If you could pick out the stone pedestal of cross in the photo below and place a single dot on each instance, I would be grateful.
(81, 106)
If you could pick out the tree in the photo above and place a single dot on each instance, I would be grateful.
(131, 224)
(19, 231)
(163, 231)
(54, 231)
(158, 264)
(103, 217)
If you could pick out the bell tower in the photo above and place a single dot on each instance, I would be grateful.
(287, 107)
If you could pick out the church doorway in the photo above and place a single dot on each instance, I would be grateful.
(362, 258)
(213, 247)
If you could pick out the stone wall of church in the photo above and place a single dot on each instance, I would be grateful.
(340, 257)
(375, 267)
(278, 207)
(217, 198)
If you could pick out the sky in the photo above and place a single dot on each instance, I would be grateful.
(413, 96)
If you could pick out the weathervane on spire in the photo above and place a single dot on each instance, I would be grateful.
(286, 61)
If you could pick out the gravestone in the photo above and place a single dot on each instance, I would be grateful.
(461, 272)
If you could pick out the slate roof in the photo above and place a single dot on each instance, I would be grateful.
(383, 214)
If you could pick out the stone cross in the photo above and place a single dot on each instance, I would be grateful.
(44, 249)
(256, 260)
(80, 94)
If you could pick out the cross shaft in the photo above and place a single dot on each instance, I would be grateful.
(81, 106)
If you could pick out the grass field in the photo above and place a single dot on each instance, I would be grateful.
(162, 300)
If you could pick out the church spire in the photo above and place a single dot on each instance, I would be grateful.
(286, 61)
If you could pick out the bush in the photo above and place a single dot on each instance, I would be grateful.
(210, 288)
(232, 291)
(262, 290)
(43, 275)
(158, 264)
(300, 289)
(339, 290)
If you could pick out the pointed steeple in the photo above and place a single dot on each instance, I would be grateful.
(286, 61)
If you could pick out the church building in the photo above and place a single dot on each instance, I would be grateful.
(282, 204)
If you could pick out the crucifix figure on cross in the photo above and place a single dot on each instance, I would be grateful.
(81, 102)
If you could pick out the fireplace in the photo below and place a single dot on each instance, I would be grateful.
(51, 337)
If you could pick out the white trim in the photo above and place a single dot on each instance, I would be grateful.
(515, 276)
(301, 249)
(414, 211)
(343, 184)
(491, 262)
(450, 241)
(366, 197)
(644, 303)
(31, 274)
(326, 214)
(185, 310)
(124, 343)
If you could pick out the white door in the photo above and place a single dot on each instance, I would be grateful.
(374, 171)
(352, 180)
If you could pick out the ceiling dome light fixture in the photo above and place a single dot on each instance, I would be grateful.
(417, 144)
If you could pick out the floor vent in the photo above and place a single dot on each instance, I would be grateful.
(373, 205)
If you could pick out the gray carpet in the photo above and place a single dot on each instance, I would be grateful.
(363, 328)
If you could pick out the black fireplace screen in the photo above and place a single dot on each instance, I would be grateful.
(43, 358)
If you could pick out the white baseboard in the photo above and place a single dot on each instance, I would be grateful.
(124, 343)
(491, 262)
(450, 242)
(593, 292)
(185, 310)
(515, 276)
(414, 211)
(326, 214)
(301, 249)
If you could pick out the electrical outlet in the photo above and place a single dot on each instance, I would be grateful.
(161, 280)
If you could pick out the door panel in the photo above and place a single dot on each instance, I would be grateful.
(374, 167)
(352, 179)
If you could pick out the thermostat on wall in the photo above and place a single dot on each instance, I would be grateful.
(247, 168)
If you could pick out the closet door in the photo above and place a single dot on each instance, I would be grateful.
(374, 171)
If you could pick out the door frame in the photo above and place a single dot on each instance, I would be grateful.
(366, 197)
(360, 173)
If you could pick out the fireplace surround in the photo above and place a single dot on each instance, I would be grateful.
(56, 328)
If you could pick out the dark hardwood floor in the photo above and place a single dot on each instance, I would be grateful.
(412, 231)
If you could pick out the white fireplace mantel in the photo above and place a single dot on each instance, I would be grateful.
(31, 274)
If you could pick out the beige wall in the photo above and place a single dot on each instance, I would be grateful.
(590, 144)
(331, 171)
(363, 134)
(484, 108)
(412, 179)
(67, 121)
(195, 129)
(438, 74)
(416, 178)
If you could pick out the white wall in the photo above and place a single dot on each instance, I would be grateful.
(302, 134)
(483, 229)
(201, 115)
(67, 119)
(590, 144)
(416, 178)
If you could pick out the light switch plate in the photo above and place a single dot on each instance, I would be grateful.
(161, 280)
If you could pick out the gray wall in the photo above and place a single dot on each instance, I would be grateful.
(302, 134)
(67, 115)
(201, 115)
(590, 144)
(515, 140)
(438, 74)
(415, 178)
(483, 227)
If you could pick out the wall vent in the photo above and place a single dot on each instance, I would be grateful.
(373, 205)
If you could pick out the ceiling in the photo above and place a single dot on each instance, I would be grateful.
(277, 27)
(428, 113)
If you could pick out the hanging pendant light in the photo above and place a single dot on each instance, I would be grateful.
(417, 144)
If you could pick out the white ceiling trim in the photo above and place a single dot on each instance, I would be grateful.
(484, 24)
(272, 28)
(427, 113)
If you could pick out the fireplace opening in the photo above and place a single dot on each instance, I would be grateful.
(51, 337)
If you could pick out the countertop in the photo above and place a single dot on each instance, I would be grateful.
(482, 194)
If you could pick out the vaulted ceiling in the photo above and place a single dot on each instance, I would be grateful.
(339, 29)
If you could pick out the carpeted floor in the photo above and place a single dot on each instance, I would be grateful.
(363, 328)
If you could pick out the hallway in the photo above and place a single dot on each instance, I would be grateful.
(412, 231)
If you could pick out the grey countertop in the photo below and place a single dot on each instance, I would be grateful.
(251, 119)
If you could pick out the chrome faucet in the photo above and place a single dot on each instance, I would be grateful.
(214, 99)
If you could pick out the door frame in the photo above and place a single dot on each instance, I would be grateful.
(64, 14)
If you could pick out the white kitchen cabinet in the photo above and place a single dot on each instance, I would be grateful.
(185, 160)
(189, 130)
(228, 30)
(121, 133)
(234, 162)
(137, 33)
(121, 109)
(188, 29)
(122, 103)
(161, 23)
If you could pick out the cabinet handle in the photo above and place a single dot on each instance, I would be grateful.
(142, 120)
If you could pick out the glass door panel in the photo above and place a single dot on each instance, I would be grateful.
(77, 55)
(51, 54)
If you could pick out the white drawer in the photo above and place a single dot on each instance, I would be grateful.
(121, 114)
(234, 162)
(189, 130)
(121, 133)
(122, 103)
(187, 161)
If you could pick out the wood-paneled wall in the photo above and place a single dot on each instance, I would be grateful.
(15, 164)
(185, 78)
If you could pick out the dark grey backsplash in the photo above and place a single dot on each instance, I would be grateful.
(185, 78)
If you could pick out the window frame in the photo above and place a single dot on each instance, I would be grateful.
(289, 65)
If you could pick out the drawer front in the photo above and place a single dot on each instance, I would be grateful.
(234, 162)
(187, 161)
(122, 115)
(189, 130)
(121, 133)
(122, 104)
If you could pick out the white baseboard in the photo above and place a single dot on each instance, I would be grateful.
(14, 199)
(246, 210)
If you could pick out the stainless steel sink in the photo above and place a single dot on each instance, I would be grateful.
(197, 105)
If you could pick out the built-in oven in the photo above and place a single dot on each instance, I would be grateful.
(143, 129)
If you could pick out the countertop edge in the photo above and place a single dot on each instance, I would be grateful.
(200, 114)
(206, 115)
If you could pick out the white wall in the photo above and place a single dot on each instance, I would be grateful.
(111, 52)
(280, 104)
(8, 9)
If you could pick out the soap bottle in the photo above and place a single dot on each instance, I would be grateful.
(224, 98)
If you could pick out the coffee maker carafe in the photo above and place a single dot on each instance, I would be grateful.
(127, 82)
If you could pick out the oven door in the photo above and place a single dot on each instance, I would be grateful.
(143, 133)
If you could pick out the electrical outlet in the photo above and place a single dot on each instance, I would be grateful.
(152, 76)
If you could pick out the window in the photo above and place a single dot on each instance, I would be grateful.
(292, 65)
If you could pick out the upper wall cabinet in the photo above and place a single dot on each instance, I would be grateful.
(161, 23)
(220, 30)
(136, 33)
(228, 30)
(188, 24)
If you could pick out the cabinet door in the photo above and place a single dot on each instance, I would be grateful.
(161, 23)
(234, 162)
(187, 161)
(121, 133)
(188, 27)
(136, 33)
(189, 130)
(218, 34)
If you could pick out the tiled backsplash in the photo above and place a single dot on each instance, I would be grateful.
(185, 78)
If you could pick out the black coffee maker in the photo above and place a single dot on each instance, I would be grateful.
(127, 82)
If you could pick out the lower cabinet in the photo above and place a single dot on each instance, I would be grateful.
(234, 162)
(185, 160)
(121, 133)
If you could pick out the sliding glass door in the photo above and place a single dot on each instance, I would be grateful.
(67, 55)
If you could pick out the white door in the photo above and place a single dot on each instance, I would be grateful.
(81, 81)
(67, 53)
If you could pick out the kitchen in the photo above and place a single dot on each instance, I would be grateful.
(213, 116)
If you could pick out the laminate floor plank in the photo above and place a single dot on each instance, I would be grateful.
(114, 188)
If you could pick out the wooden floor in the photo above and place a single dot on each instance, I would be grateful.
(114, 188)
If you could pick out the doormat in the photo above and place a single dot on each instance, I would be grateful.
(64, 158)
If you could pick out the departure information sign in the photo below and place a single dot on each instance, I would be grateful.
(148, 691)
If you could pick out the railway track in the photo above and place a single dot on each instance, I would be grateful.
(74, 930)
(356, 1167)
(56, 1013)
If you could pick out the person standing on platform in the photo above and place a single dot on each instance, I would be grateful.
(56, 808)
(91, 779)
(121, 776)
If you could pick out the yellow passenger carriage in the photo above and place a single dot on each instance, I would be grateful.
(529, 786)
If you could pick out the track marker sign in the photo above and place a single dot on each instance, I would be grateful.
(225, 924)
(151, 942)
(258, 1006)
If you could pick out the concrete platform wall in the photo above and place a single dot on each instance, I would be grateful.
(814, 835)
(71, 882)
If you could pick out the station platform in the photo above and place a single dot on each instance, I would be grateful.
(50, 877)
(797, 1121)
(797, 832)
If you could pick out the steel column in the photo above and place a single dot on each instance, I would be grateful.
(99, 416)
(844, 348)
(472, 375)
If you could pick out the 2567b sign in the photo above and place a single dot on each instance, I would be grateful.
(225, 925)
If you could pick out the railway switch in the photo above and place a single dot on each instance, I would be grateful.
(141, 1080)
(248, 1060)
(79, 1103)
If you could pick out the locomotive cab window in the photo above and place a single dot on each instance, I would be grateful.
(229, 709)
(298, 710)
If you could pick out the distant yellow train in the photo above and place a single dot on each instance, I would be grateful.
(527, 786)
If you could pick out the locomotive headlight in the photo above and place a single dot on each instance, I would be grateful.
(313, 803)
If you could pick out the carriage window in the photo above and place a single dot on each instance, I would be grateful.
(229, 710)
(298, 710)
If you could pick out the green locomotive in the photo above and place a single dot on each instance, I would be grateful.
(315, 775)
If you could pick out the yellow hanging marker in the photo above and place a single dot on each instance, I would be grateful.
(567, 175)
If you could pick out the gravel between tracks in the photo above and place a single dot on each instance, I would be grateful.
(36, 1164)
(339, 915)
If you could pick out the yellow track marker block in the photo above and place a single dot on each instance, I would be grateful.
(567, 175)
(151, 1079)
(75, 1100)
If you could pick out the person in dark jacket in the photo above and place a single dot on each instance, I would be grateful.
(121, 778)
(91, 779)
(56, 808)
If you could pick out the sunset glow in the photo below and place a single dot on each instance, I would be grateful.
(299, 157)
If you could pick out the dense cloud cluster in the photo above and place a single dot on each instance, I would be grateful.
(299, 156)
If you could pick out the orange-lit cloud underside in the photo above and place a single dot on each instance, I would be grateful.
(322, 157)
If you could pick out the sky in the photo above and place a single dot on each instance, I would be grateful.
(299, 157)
□ □ □ □ □ □ □
### Requirements
Could you copy out, word for word, every line from the one containing "If you could pick out the dense" through the last line of the items, including both of those lines?

### Solution
If you could pick out the dense cloud cluster in the photo above and place a single dot on each instance, I would be grateful.
(299, 156)
If you could pick out the orange-lit cloud underside in the photo above and place a single dot on each instance, I would be grateful.
(322, 157)
If you could pick out the sky in the photo above and place a single dot on each instance, I would be grateful.
(299, 157)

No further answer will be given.